• _TEXT PROVIDED_
----------
Now that the Attorney General Geoffrey Cox has delivered his verdict on the legal assurances that Theresa May secured from Brussels last night, it will be Dodds whose voice counts most today in the eight-person Star Chamber set up by the European Research Group.
The Chamber is set to advise later today on whether the proposals agreed in the latest round of negotiations constitute a sell-out or a compromise that Brexiteers should be prepared to stomach as the least worst option.
His colleagues will be deferring to him as the key voice on the implications for Northern Ireland of the backstop.
It isn’t just that the DUP controls 10 key votes that makes its Westminster leader so influential.  It’s that Northern Ireland has no other voice in the House of Commons, since Sinn Fein - traditionally anti-EU but now (following the old Republican precept that “England’s difficulty is Ireland’s opportunity”)  -is almost hysterically anti-Brexit. However the party is left powerless with its nose pressed to the Westminster sweetie shop as it is banned by the hard-line IRA veterans who control it from the shadows from taking its seven seats.
There are compelling Northern Irish voices in the Lords, though, and recently  some of them have been involved in what could be a game-changing exercise over the backstop.
Like Sinn Fein, the Irish government and most nationalists insist that Brexit undermines the 1998 Belfast/Good Friday Agreement and threatens the peace, but David Trimble - once leader of the Ulster Unionist Party and now a Conservative peer - who won a Nobel Prize for his role in negotiating the Agreement, as well as the distinguished historian Lord Bew,  have turned the argument on its head.
----------
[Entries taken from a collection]
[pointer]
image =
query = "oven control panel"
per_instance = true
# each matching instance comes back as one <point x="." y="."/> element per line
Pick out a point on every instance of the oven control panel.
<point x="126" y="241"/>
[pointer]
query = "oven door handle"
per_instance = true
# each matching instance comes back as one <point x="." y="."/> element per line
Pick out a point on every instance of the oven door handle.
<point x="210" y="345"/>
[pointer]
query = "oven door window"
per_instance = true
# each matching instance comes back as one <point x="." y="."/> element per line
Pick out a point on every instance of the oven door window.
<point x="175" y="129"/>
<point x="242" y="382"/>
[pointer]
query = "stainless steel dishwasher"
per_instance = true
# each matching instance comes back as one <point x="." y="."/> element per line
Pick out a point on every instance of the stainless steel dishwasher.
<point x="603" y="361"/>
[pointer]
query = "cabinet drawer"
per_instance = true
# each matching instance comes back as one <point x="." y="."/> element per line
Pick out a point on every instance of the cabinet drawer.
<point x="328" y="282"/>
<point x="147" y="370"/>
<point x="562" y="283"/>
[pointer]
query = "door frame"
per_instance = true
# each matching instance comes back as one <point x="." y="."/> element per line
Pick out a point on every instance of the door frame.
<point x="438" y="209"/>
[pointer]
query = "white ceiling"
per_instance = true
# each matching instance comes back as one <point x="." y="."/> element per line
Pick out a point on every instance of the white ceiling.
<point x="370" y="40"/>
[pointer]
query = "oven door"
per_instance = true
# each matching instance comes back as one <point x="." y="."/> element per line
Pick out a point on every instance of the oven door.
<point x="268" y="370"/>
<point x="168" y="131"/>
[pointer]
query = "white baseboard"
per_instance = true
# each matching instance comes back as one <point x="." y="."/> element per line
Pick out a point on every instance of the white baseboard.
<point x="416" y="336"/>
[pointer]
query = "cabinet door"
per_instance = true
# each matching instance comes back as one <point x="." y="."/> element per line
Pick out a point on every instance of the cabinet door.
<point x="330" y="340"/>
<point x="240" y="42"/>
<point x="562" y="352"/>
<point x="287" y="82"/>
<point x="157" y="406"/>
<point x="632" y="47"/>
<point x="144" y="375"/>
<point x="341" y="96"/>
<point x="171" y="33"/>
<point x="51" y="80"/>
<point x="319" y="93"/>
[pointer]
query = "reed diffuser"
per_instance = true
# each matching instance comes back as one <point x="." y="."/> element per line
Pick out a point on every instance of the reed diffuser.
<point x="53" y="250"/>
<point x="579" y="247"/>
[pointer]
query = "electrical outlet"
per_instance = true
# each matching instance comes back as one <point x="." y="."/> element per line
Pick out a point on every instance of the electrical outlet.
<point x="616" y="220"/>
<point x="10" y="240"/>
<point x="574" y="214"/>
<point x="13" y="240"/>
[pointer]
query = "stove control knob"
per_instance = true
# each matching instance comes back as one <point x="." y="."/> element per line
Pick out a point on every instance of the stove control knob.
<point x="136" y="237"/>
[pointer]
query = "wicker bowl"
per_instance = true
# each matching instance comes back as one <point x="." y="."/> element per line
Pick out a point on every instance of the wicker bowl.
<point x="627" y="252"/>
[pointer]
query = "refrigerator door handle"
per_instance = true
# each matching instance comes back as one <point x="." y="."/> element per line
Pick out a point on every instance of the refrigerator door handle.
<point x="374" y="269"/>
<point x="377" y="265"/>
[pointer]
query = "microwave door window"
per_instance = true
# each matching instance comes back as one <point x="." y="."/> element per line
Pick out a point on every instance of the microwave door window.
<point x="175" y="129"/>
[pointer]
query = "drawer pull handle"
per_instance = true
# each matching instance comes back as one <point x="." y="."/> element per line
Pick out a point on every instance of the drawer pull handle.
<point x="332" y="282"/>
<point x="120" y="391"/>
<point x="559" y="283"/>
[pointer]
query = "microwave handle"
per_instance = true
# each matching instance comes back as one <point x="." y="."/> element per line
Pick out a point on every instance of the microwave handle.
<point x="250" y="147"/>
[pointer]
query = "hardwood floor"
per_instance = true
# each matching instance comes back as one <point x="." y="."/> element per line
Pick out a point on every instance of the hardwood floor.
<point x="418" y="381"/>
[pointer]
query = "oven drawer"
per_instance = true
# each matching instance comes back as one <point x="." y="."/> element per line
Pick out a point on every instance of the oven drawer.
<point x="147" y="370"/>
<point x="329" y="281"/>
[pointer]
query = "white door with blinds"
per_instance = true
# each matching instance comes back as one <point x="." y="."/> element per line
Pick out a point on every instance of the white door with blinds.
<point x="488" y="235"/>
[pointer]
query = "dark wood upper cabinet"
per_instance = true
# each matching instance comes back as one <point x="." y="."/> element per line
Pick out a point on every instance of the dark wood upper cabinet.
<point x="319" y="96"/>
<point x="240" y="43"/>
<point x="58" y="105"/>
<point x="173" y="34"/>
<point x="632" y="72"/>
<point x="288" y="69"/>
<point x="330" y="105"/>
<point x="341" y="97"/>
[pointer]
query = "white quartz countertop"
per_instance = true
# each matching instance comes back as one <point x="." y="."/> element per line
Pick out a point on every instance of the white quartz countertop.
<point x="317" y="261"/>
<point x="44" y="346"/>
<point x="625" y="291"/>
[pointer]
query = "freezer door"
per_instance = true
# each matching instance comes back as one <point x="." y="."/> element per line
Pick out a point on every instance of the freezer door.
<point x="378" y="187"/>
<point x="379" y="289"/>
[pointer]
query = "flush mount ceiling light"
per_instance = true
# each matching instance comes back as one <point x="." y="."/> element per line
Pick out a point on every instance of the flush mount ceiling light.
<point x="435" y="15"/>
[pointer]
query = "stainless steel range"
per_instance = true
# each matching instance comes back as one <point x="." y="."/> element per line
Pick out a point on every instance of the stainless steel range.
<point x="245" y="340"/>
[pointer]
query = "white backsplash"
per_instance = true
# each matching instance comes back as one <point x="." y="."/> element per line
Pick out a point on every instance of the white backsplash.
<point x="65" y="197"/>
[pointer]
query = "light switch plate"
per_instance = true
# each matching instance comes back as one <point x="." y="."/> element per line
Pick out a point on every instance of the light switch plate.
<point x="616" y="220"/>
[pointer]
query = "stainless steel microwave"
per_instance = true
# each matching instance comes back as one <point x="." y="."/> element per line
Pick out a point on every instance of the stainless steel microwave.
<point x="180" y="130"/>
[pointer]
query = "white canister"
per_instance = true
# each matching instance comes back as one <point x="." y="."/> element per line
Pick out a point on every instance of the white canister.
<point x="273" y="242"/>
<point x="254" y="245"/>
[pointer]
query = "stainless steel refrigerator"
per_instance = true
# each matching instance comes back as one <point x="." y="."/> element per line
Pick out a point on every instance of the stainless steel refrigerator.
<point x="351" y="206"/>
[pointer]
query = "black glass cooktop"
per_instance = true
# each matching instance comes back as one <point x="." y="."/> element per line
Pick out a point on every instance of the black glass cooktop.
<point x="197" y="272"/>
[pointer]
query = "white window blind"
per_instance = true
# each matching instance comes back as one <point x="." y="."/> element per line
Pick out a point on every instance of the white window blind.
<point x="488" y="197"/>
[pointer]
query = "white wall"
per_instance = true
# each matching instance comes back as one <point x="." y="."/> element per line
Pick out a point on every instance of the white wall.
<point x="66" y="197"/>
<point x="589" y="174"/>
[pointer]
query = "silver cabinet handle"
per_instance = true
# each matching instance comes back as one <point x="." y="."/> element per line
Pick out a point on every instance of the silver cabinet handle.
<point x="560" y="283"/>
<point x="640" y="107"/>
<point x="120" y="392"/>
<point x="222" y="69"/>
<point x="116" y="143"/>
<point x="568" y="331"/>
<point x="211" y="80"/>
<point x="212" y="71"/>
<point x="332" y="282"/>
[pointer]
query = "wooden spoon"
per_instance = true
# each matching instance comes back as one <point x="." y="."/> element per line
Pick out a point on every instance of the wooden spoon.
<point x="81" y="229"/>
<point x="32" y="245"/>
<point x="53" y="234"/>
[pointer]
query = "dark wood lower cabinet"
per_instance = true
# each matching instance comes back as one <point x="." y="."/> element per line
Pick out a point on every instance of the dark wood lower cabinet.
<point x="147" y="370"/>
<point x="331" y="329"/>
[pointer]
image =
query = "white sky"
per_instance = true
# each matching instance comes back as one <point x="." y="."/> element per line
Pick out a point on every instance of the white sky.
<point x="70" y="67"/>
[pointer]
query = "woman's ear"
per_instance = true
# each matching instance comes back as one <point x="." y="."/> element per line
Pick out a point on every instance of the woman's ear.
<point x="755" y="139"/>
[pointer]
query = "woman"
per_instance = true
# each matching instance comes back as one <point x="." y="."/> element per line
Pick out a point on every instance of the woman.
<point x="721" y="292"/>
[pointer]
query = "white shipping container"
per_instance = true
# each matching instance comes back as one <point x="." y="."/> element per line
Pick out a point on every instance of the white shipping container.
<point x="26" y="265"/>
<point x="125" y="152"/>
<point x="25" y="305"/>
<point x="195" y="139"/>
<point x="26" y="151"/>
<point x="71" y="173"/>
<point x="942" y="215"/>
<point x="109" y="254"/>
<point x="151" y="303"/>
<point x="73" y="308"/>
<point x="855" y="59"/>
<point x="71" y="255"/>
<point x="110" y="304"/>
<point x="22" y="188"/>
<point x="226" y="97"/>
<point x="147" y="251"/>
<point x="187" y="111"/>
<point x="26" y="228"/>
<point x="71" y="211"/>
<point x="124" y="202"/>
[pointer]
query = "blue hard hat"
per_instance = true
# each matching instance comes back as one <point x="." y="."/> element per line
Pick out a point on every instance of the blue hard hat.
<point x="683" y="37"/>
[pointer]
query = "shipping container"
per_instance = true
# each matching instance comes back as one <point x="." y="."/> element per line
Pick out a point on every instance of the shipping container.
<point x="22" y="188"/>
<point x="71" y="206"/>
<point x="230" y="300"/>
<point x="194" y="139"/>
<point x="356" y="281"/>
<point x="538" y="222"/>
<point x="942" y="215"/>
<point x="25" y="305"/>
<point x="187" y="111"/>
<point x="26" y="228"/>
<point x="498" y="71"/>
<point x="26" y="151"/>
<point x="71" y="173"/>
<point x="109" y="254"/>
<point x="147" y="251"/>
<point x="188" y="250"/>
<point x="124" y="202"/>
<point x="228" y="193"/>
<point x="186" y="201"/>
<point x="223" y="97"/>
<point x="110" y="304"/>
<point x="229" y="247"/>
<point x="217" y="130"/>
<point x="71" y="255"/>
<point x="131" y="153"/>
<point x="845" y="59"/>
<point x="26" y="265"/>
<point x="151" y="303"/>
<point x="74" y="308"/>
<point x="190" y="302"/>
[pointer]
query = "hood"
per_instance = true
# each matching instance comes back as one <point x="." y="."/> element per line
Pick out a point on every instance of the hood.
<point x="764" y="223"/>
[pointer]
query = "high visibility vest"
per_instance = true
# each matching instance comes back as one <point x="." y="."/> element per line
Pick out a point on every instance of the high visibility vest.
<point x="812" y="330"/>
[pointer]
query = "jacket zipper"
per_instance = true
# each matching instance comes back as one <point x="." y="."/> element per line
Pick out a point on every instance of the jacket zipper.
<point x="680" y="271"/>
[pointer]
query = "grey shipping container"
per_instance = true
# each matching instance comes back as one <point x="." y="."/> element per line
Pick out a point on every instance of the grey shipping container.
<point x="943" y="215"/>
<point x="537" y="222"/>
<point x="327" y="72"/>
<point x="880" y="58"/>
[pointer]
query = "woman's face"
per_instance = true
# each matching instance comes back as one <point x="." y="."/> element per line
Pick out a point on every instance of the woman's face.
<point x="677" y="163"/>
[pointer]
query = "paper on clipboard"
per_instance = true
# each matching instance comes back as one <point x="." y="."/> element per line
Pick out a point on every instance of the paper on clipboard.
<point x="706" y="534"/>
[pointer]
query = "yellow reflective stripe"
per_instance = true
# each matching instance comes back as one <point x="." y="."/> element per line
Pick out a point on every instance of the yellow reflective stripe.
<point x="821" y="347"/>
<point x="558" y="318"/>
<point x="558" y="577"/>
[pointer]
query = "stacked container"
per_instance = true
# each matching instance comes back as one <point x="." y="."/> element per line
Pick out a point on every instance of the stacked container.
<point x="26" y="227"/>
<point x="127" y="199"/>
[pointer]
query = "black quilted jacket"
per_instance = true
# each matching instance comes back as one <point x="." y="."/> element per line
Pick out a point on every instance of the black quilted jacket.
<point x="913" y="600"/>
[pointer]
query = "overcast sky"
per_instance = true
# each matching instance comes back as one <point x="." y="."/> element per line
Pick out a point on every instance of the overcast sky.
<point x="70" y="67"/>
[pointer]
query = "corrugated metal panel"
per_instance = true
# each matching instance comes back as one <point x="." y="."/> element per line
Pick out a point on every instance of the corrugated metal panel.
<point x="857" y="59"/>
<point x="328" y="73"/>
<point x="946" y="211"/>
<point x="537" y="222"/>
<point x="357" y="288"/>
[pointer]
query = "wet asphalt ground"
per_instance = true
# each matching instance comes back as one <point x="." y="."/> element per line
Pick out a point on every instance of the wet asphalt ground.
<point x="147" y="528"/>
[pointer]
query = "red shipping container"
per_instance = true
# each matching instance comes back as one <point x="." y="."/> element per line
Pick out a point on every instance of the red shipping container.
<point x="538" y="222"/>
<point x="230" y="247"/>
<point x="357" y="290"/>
----------
• _YOUR INSTRUCTIONS_
Summarize the text about Dodds and the backstop in two sentences.

• _TASK ANSWER_
With the Attorney General's verdict delivered, Dodds is expected to be the most important voice in the European Research Group's eight-person Star Chamber, which will advise whether the latest proposals are a sell-out or a compromise Brexiteers should accept, and his colleagues will defer to him on the backstop's implications for Northern Ireland. Northern Irish peers such as David Trimble and Lord Bew have turned around the argument, made by Sinn Fein, the Irish government and most nationalists, that Brexit undermines the Belfast/Good Friday Agreement and threatens the peace.